• **WRITTEN PROBLEM**: Copy out the lines starting with the line containing "with tomato graphic" and going on through the line containing "(637, 401), (725, 456)", reproducing them exactly and giving nothing else.

- - - - -

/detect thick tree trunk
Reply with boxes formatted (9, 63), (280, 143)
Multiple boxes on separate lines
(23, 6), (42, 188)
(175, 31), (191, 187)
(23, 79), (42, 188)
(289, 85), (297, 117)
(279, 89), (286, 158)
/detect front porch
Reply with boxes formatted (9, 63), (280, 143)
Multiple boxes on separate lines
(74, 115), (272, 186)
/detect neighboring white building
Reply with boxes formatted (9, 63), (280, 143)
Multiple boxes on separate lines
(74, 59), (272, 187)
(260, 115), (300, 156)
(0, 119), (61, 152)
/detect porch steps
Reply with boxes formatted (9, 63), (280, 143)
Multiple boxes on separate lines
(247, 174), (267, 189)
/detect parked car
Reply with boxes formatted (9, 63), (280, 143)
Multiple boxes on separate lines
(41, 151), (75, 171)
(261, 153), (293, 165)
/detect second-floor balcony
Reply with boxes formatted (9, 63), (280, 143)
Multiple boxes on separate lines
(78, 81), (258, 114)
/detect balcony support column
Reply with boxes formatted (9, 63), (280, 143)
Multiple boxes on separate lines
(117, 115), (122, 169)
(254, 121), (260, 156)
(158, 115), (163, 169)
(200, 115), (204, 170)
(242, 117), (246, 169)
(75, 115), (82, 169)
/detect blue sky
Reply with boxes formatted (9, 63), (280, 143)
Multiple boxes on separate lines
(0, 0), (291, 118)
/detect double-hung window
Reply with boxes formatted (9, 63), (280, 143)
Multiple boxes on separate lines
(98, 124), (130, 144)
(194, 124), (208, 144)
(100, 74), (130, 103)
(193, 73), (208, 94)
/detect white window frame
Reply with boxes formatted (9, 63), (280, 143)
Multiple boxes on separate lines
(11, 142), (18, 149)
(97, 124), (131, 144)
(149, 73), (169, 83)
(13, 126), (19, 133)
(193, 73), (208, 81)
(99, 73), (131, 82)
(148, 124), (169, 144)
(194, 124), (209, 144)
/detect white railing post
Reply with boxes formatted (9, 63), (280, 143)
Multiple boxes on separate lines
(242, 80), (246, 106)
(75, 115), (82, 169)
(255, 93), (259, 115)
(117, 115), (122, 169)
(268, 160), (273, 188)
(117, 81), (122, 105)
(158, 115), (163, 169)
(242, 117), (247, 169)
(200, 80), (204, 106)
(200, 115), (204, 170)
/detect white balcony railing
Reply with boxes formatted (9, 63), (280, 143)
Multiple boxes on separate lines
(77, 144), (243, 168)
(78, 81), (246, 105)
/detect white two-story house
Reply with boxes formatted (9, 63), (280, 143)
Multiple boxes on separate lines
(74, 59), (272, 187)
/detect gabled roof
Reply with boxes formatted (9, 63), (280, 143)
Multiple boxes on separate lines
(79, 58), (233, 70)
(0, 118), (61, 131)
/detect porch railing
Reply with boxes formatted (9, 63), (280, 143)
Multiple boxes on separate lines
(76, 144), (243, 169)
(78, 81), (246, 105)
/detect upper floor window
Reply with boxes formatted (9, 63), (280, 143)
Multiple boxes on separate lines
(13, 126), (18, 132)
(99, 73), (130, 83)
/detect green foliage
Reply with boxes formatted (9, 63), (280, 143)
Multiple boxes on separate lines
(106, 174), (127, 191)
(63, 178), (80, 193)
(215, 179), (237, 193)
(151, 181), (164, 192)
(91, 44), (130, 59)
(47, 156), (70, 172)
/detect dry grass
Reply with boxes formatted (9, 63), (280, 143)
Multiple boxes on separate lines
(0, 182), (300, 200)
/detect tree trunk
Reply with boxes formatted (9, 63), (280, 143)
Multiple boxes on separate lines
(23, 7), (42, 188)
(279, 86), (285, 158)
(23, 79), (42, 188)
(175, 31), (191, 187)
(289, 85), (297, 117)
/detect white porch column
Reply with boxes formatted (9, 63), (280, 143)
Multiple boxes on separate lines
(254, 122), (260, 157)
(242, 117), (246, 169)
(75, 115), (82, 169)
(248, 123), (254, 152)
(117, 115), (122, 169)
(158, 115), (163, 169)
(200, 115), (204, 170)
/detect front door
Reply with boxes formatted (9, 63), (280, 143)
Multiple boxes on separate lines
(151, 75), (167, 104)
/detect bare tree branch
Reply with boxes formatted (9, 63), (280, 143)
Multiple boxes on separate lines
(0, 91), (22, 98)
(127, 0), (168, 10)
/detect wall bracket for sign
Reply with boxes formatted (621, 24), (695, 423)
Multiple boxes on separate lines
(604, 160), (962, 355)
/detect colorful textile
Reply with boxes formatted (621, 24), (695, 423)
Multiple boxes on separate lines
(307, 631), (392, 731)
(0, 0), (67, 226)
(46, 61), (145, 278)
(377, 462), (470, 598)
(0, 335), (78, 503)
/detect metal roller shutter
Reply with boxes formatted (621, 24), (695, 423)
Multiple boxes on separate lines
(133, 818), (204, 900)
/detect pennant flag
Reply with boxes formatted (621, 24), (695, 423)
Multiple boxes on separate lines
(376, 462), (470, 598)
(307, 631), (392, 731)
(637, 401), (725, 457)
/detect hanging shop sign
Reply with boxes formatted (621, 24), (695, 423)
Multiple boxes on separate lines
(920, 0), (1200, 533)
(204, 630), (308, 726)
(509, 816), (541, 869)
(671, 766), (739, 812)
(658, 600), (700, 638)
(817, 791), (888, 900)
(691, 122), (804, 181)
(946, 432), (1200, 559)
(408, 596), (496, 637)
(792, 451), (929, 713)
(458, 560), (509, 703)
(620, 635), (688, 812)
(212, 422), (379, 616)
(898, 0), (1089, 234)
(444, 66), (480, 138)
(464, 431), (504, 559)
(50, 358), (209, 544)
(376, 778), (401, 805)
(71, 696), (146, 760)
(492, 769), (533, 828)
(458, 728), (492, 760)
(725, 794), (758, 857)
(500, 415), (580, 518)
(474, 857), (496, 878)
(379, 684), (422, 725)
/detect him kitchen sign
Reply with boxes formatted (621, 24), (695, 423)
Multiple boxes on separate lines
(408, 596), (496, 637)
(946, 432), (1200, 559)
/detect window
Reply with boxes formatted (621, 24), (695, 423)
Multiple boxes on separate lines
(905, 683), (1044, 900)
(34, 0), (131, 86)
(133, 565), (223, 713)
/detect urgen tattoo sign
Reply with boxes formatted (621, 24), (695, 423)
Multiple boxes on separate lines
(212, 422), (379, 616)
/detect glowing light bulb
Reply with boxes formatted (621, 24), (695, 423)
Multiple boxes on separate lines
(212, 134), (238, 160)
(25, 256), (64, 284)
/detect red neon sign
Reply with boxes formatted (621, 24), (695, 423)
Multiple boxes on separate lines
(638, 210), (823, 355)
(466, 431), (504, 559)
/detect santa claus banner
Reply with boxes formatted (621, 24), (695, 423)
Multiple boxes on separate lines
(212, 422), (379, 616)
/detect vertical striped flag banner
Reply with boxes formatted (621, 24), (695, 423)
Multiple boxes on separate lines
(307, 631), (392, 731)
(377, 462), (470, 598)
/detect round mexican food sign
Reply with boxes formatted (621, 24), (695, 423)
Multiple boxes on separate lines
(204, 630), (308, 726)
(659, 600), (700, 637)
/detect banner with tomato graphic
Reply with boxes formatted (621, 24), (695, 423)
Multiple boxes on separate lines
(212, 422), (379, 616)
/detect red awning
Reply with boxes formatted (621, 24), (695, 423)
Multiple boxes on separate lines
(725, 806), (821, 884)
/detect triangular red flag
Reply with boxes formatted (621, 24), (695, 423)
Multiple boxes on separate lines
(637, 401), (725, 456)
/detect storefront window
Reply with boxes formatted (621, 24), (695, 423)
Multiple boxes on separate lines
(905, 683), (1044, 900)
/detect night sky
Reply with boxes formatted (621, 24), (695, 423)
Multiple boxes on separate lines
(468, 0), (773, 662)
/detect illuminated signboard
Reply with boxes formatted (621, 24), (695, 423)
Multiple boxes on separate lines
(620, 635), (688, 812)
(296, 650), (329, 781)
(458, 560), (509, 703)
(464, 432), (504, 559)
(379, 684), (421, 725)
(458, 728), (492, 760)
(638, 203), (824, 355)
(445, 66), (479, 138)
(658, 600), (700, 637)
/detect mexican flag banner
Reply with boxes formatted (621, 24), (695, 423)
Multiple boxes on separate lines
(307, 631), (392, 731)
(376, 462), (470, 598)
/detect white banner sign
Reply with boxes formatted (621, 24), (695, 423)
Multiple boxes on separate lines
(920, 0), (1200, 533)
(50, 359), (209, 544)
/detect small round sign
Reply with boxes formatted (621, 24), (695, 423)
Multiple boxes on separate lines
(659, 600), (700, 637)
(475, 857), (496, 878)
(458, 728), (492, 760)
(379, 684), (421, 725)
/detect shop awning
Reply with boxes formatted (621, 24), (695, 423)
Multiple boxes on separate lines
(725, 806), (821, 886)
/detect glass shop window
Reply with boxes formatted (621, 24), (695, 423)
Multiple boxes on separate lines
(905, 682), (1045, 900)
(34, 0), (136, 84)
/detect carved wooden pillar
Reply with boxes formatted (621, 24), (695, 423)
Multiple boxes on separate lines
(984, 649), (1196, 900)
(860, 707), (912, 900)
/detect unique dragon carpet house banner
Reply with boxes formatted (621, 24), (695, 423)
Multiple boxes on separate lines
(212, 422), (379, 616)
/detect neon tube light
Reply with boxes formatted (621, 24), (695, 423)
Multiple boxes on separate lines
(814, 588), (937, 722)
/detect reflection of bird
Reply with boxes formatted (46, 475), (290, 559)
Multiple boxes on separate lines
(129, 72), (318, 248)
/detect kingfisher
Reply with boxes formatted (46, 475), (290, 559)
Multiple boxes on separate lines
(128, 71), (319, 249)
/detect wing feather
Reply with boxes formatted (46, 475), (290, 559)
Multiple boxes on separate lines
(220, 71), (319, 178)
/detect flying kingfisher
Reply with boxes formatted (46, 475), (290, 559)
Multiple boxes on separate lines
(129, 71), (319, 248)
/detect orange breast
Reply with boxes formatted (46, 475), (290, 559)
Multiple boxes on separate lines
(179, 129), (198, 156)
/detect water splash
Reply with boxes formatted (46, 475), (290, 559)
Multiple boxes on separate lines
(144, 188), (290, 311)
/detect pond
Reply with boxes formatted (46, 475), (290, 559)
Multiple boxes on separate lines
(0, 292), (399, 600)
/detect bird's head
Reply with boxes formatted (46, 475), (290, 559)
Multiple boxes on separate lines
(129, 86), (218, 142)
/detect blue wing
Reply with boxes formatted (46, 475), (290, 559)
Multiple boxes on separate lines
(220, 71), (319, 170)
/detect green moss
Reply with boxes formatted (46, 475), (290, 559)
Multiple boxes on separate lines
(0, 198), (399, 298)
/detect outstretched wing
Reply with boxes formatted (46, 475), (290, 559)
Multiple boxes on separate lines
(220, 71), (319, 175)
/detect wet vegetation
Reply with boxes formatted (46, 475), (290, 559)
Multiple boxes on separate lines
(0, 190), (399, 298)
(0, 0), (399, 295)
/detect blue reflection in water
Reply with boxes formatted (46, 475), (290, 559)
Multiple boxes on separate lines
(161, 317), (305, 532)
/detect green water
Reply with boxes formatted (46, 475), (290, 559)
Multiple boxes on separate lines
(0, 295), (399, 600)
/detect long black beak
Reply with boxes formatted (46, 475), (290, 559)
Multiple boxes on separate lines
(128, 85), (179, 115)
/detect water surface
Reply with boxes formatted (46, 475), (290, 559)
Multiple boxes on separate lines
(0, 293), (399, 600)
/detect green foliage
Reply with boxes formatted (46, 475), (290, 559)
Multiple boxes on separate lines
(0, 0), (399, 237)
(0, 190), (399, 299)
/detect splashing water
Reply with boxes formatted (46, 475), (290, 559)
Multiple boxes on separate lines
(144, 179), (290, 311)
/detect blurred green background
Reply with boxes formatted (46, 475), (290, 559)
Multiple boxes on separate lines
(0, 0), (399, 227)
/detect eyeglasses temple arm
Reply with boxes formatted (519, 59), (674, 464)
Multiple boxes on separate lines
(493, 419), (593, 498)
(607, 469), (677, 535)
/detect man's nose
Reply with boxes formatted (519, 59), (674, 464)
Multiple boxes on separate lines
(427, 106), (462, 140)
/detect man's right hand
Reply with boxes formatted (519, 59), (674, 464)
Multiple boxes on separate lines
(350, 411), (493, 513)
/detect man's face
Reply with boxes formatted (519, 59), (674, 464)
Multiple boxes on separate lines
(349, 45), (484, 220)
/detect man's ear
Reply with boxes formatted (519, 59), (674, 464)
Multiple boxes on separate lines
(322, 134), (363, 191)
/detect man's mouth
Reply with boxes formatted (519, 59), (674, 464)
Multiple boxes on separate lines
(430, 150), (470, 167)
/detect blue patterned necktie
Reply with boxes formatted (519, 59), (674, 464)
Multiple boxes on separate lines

- - - - -

• **TASK ANSWER**:
/detect banner with tomato graphic
Reply with boxes formatted (621, 24), (695, 423)
Multiple boxes on separate lines
(212, 422), (379, 616)
/detect red awning
Reply with boxes formatted (621, 24), (695, 423)
Multiple boxes on separate lines
(725, 806), (821, 884)
/detect triangular red flag
Reply with boxes formatted (621, 24), (695, 423)
Multiple boxes on separate lines
(637, 401), (725, 456)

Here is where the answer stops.